* BEGIN Dataset records *

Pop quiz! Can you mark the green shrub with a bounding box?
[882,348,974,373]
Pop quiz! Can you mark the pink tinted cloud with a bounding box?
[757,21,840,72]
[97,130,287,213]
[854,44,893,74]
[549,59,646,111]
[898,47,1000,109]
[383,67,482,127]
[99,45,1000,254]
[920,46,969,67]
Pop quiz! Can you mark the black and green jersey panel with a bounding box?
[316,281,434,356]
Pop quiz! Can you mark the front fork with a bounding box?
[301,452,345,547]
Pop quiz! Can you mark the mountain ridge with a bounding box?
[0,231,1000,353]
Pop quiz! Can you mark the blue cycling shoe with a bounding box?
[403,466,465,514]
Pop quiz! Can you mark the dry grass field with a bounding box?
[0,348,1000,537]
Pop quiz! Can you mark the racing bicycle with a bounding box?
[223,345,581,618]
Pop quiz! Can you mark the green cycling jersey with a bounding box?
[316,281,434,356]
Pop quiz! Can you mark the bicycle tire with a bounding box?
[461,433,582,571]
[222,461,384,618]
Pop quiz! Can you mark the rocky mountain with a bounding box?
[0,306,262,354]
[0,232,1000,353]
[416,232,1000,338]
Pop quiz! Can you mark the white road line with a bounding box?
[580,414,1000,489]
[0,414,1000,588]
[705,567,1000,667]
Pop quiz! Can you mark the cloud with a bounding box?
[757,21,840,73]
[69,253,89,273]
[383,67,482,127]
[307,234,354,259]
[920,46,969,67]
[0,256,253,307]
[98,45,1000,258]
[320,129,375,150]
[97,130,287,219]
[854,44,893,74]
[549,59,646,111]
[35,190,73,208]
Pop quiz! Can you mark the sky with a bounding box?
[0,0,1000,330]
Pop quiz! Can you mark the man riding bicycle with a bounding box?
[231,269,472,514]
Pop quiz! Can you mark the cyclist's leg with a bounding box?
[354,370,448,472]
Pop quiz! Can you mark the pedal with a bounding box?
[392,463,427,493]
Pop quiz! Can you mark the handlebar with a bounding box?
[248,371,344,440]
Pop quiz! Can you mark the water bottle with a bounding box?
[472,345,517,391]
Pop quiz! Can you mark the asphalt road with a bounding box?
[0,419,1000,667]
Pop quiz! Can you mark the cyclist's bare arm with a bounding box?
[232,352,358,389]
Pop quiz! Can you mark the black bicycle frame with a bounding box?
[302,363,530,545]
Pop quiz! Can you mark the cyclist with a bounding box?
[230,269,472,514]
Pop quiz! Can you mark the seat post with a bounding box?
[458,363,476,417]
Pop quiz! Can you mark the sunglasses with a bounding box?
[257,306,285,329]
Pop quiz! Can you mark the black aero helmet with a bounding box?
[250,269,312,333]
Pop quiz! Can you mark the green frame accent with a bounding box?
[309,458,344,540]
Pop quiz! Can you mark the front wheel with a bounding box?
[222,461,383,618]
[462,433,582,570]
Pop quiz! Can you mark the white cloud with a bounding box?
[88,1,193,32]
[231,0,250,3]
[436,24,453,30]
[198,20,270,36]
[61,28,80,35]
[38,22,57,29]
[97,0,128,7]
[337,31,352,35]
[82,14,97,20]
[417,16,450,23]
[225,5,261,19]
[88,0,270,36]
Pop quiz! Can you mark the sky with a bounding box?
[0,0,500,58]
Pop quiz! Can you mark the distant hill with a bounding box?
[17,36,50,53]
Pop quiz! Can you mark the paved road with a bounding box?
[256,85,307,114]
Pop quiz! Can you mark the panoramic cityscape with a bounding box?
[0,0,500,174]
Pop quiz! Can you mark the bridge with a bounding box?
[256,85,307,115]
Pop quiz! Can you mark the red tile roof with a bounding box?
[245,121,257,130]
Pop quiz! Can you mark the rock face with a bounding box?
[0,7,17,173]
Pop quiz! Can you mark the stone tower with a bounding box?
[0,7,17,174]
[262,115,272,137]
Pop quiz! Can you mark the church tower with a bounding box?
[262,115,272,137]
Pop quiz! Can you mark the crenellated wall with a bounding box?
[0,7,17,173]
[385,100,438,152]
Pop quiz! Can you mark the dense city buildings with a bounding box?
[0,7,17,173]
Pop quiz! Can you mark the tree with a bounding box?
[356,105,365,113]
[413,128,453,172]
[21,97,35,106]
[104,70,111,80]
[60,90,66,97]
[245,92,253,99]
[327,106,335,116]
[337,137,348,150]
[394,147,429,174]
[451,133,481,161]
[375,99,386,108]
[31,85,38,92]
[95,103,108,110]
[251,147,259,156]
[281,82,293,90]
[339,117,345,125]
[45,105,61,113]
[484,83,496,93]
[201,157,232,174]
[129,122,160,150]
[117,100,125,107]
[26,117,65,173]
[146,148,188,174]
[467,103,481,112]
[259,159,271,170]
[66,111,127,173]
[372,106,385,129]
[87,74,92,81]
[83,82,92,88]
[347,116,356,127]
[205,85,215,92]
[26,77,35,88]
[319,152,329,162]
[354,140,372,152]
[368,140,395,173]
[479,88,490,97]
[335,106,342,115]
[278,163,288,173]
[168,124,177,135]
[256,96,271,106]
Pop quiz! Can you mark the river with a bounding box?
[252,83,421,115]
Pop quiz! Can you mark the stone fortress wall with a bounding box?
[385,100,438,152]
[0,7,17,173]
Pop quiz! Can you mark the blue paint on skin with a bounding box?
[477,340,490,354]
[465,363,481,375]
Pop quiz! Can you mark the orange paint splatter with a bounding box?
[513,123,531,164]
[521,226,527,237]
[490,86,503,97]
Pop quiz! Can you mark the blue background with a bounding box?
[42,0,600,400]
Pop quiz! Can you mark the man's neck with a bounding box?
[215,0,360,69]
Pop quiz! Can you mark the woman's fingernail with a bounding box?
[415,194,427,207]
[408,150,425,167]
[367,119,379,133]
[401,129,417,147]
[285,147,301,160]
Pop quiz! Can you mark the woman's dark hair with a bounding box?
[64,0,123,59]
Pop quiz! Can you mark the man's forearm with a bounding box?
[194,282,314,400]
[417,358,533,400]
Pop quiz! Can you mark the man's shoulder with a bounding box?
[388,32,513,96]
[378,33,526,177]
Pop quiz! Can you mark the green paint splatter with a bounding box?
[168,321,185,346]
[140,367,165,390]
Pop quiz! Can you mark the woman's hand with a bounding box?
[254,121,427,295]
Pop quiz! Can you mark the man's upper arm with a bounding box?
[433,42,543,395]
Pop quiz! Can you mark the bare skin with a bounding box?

* END Dataset records *

• What the task asks: Print the records above exactly as they appear, starting at the line that contains "Pop quiz! Can you mark the pink" and ending at the line that contains "[301,452,345,547]", with both of those lines included.

• Exercise result:
Pop quiz! Can you mark the pink tinted cloud with a bounding box?
[757,21,840,72]
[97,130,287,213]
[854,44,893,74]
[549,59,646,111]
[898,47,1000,109]
[383,67,482,127]
[99,45,1000,254]
[920,46,969,67]
Pop quiz! Can you mark the black and green jersey panel with a bounding box?
[316,281,434,356]
Pop quiz! Can you mark the front fork with a bounding box?
[301,452,345,547]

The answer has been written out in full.